---------- Exercise input

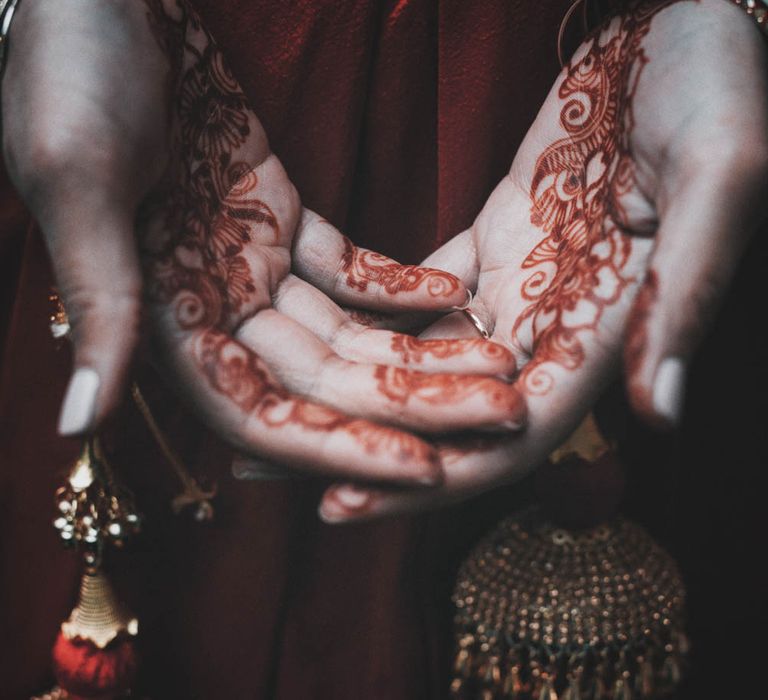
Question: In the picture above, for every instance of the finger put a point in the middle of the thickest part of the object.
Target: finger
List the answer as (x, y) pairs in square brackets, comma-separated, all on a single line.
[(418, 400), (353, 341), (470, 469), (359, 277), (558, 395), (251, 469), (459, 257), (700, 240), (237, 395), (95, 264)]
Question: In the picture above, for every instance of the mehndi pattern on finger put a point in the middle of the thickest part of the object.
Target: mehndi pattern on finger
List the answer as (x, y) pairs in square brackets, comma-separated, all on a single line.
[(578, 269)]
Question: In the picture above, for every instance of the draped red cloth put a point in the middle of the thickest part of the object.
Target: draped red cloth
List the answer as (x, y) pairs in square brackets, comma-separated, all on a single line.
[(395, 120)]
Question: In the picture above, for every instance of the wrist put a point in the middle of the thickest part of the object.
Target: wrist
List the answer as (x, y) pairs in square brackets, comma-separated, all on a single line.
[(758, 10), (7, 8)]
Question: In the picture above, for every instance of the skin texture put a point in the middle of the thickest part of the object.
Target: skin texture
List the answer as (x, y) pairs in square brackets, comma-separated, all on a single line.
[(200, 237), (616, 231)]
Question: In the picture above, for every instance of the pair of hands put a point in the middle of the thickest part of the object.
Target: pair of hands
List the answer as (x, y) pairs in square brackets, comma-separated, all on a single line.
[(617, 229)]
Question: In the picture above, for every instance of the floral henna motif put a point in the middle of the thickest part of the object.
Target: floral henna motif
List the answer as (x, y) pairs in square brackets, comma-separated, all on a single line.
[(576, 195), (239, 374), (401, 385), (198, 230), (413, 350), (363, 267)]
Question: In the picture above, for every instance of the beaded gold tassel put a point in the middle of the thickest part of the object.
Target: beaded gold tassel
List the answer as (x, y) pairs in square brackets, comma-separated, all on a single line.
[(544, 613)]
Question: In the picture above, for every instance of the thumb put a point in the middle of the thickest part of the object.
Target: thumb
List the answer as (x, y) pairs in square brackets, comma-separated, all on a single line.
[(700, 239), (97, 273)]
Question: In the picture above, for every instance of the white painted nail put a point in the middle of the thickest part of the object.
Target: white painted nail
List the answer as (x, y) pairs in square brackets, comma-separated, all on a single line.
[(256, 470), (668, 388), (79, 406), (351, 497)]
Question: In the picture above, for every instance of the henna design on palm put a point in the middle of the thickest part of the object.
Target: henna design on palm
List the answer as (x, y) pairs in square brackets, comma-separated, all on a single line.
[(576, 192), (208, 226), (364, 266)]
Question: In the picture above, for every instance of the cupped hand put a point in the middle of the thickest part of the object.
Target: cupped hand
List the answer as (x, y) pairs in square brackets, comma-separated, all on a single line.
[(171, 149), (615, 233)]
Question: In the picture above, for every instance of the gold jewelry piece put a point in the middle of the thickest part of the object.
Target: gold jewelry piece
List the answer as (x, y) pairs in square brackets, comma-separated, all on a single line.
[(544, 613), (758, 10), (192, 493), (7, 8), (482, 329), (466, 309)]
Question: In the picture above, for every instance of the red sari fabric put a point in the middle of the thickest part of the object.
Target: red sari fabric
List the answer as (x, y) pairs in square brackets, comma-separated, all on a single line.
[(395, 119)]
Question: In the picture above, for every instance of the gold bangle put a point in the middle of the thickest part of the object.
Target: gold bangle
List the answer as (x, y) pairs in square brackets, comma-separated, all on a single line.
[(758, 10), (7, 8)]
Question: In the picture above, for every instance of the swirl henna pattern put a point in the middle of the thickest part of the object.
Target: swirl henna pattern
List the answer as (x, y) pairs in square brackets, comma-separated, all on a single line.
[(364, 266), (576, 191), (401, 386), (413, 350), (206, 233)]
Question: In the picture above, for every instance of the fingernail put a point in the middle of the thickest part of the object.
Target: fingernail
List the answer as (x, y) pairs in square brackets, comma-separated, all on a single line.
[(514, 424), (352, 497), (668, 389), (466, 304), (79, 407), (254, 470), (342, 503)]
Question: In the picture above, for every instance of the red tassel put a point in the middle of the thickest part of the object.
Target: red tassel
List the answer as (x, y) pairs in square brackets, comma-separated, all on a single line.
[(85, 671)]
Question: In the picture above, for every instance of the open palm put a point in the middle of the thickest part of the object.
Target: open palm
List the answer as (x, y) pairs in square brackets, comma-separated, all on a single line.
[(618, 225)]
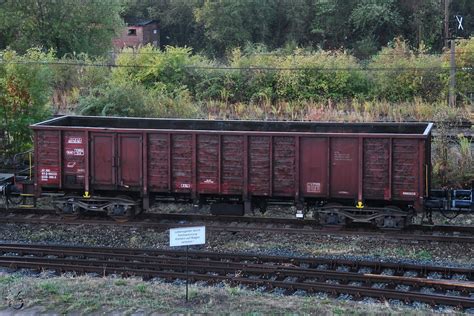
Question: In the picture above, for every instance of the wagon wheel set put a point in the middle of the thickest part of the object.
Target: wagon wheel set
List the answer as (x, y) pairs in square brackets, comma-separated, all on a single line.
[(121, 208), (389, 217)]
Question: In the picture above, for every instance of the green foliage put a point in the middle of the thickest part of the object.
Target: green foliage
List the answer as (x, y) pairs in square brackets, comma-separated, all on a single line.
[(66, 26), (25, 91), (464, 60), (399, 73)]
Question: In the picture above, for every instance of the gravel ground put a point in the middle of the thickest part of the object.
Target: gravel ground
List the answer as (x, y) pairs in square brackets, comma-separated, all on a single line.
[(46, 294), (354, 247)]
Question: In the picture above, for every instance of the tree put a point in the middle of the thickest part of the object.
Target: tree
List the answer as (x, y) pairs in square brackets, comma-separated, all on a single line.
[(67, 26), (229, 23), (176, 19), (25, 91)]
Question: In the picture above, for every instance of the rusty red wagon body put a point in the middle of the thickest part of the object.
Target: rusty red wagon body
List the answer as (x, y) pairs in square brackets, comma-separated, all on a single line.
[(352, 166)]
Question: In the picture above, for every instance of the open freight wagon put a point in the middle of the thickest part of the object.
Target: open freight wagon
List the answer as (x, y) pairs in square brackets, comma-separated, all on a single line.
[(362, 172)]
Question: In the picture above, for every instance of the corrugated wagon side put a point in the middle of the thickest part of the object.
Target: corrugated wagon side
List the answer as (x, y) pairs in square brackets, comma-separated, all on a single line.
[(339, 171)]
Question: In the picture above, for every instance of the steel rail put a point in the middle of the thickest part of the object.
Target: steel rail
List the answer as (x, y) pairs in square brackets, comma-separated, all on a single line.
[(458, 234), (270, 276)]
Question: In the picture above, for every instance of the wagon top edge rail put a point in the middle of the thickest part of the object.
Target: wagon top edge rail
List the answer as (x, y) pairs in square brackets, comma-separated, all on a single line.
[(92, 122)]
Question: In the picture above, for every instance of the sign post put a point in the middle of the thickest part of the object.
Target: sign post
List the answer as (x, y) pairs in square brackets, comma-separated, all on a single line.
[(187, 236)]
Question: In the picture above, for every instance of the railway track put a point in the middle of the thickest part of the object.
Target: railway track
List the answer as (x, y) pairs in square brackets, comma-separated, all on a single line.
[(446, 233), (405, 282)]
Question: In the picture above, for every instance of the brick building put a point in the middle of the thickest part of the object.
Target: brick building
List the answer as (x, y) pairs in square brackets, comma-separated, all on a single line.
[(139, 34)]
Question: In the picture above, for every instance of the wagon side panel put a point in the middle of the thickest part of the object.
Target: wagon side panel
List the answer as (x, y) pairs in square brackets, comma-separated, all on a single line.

--------------------

What is expected —
Copy out every one of the lines above word for word, and leave the pictures out.

Complete answer —
Question: In the picture above, for every instance of the finger put a point in the middle of the thickest part of the object.
Target: finger
List the answer as (x, y) pairs in square brackets, comma-separated, all on a single line.
[(418, 400), (353, 341), (470, 469), (359, 277), (558, 395), (251, 469), (459, 257), (700, 240), (237, 395), (95, 264)]
Question: In the picture above, for every instance of the mehndi pattern on finger put a point in the middle of the thickest part of the object.
Target: mehndi pattern on finger
List the answer as (x, y) pairs in square brackets, comma-separated, all on a single line.
[(578, 269)]
Question: In the picture above, for every instance of the draped red cloth put a point in the middle of the thickest part of the object.
Target: draped red cloth
List the answer as (x, y) pairs in square brackets, comma-separated, all on a single line.
[(395, 120)]
Question: In the picture above, for every instance of the wrist put a point in the middle of the thickest part of the object.
Target: wrist
List the answer as (x, y) pairs in square brackets, comma-separated, all on a single line.
[(758, 10), (7, 8)]
Question: In the picture above, for every instance of the skin texture put a point in the middle of the thickest part of the object.
Target: skin texture
List the answer as (x, y) pairs in square brackets, comma-separated, all on a single line.
[(200, 237), (616, 231)]
Question: In the picture above, for every instance of the pair of hands put a point in the middle of the thickest part of the object.
Target: pair of hands
List the answer as (x, y) pairs in square brackets, comma-separated, all on a single line.
[(617, 229)]
Question: In the picture above, for every instance of the floral henna motif put a point in the middle of the thickest part of the object.
Target: floral henna motif
List the answer as (x, y) pairs in square brackets, comma-separated, all on a single line.
[(576, 195), (239, 374), (401, 385), (198, 230), (413, 350), (363, 267)]
Question: In the picture above, for every instance of the beaded gold tassel put a point in the middle of the thickest part of the object.
Target: beaded gold tassel
List the answer as (x, y) pairs in square brackets, comma-separated, all on a single line.
[(544, 613)]
Question: In the picture above, for every instance of the thumb put a point in the middle of the thickest part of the object.
Target: thumb
List the answer as (x, y) pairs in square brackets, comma-separated, all on a single line.
[(700, 239), (97, 273)]
Question: In the picture above, for every instance of the white painted nail put a point in the middle of the thickest part of the object.
Target: white painted nail
List the answer as (x, y) pairs in square brackets, comma-separated, all on a single line.
[(256, 470), (668, 388), (79, 406), (351, 497)]
Question: In the picture above, for every instance of the henna design on palm put a point in the middle of the thickest part of the object.
Target: henna design on palm
List the answer as (x, y) pairs in square brackets, comma-separated, all on a single line.
[(576, 192), (208, 226), (364, 266)]
Question: In the picture above, for every instance of the cupped hand put a point in the middle of the thickest part of the object.
Target: cupped hand
List the answer as (x, y) pairs in square brackets, comma-separated, all on a single line.
[(171, 149), (615, 233)]
Question: In the picture above, for every instance of the gold jewelry piece put a point in the middle of the thickest part of the object.
Target: gold jewelry piece
List the answer as (x, y) pairs in square brackets, comma-separated, all on a single line.
[(544, 613), (758, 10), (192, 493), (7, 8), (482, 329), (466, 309)]
Question: In the picture above, for every instance of the red sari fabric put a point in the middle of the thickest part of the object.
Target: red sari fabric
List the answer as (x, y) pairs in square brackets, comma-separated, all on a single line.
[(395, 119)]
Question: In the picture above, for every instance of the gold bangle put a point in the middle of the thickest part of the object.
Target: gold bangle
List the answer as (x, y) pairs in square brackets, comma-separated, all on a single line.
[(758, 10), (7, 8)]
Question: In the picture above, for every instance of the swirl henna pattern put a point in the middle of the thickest part of the object.
Target: swirl henna pattern
List the answer as (x, y) pairs in square brackets, comma-separated, all on a single line.
[(364, 266), (576, 191), (401, 386), (413, 350), (206, 233)]
Question: In the picture above, for every instance of the fingernail put a point in the middle of the thickest part of the object.
Target: fingernail
List the answer as (x, y) pairs in square brackets, comma-separated, all on a single line.
[(514, 424), (352, 497), (668, 389), (466, 304), (79, 407), (254, 470), (342, 503)]
Question: In the picture above, for every instance of the red tassel put a point in the middle of the thickest part of the object.
Target: red tassel
List the answer as (x, y) pairs in square brackets, comma-separated, all on a single line.
[(85, 671)]
Question: In the picture above, for every instance of the open palm put a point in the middle of the thickest part of the object.
Target: open palm
List the answer as (x, y) pairs in square brackets, comma-separated, all on a single line.
[(618, 225)]
Question: In the picture above, for every instance of the wagon wheel set put a point in the middle of the thickest part of the object.
Target: wagon wheel set
List the answer as (x, y) pairs in square brackets, comma-separated, all on a single line.
[(121, 208), (389, 217)]
Question: In the picture above, for every instance of the green foliage put a point in the middle of the thickest part of the object.
Target: green foliage
List the answer as (x, y) pairs in square brackets, comma-separated, all on a single line.
[(66, 26), (25, 91), (464, 60), (399, 73)]
Question: In the picture above, for every instance of the gravel ground put a point in the middle of the thickest part of the object.
Target: gravel ground
List the answer as (x, y) pairs in square brackets, comma-separated, all on a single line.
[(46, 294), (354, 247)]
Question: In the picture above, for every instance of the tree put a point in the middle of the thickest part of the object.
Target: tree
List the answer as (x, y) pairs in square brackets, comma-separated, all on a single line.
[(67, 26), (229, 23), (176, 19), (25, 91)]
Question: In the picture above, for every instance of the rusty red wagon body put a point in the middle of the thickest part of the object.
Target: rusty red wagon body
List the answer as (x, y) pairs in square brackets, comma-separated, all on a single line.
[(352, 166)]
Question: In the picture above, for every instance of the open freight wagon put a point in the middle of the thickest part of the object.
Target: open freight wagon
List the answer as (x, y) pairs in square brackets, comma-separated, all on a single line.
[(362, 172)]
Question: In the picture above, for every instance of the corrugated wagon side put a point in the middle of the thickest part of the object.
Target: corrugated wagon side
List the answer as (x, y) pairs in square brackets, comma-separated, all on a single line.
[(339, 171)]
Question: In the picture above, for every instance of the steel rail put a point in the middle of the thickest part of the object.
Target: steel rail
List the answer as (x, y) pairs in square brackets, comma-separated, all on a single line.
[(458, 234), (270, 276)]
Question: In the picture above, for every instance of the wagon top edge rail put a point in the middle of the thickest part of the object.
Target: wagon top edge rail
List the answer as (x, y) pairs in square brackets, comma-separated, all on a single line.
[(92, 122)]
Question: In the picture above, for every instance of the sign post put a point in the middle of the thickest part of the object.
Target: sign post
List the answer as (x, y) pairs in square brackets, comma-separated, all on a single line.
[(187, 236)]
Question: In the picture above, for every instance of the railway track put a point in the middle of the thickest part of the object.
Target: railway track
List the answer as (x, y) pairs in square brackets, comma-separated, all on a single line.
[(446, 233), (405, 282)]
Question: In the picture above, for every instance of the brick building put a point in the middle of the thickest part of the object.
Target: brick building
List the answer as (x, y) pairs in square brackets, comma-separated, all on a single line.
[(139, 34)]
Question: In the picture above, for every instance of the wagon side panel put a point in the middle of the thickest part of the object.
Target: wagon side panel
List the answer as (x, y) pairs in square brackets, comma-separated, all on a single line.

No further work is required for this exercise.